** WHAT THIS TASK INVOLVES **
Report how many lines in the items below contain the string "white", and give only that number.

** INFORMATION PROVIDED **
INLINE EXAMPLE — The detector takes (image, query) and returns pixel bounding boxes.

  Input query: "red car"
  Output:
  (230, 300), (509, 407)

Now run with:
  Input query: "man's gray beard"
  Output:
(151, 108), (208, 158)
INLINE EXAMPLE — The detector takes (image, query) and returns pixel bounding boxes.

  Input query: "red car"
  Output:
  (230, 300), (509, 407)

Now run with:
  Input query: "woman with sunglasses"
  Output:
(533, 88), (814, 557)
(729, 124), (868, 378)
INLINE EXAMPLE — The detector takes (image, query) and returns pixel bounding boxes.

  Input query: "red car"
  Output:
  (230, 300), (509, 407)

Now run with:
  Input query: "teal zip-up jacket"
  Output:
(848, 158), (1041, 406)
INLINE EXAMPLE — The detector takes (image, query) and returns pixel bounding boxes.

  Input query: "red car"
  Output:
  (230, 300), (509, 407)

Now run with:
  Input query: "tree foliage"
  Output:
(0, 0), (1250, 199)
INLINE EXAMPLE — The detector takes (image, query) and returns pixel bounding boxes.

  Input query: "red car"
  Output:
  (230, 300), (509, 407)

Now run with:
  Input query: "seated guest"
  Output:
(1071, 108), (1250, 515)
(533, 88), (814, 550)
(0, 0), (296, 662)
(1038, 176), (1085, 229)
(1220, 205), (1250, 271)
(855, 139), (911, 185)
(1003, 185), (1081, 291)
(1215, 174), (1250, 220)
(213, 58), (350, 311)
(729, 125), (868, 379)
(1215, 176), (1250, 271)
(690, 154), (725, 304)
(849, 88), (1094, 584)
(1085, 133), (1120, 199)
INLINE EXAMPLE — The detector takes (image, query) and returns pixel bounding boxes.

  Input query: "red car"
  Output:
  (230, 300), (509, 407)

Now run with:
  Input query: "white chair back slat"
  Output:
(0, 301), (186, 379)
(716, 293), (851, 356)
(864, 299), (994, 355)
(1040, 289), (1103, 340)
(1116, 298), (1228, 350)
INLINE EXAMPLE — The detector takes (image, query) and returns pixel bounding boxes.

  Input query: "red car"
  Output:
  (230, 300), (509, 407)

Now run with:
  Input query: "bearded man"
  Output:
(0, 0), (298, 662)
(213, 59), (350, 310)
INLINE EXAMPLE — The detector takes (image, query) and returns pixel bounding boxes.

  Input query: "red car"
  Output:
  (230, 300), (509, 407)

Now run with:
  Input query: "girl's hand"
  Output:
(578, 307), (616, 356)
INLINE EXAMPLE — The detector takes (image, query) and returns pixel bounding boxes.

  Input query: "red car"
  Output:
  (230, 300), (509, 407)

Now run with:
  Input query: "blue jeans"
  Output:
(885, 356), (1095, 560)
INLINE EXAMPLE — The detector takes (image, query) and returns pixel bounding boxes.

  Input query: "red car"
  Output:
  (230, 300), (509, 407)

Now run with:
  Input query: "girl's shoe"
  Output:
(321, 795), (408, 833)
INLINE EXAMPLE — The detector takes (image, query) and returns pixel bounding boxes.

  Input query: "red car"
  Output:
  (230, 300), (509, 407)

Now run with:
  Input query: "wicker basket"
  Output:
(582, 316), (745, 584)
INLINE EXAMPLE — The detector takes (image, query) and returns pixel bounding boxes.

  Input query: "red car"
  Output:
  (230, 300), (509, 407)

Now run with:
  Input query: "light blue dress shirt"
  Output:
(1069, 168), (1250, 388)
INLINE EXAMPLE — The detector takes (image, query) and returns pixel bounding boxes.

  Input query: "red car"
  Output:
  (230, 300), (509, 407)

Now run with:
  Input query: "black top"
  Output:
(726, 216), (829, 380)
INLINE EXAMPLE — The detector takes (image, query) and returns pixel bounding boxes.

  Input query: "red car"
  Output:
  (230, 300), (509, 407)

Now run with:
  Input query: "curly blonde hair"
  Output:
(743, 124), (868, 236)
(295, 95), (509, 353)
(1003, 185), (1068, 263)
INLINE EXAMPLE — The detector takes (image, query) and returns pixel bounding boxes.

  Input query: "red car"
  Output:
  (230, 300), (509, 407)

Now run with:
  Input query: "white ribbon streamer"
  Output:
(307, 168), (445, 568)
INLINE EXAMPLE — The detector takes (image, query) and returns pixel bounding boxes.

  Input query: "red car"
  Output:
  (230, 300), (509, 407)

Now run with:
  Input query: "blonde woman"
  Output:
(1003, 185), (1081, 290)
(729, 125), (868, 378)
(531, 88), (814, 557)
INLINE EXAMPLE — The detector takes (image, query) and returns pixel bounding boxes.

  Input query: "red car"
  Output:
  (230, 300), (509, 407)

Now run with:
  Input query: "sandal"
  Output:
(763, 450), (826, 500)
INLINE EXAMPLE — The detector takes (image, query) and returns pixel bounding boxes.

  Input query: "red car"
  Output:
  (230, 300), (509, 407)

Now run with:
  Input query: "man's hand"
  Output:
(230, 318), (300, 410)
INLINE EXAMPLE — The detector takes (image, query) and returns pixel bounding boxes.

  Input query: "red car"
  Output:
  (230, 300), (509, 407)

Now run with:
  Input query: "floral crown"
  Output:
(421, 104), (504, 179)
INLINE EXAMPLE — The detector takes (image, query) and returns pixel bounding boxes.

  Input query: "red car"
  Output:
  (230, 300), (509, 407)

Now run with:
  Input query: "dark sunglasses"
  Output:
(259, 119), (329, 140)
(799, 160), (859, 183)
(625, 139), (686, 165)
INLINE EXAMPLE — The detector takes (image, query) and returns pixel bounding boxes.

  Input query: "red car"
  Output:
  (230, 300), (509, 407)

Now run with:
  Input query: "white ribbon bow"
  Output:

** RESULT FOR THIS TASK **
3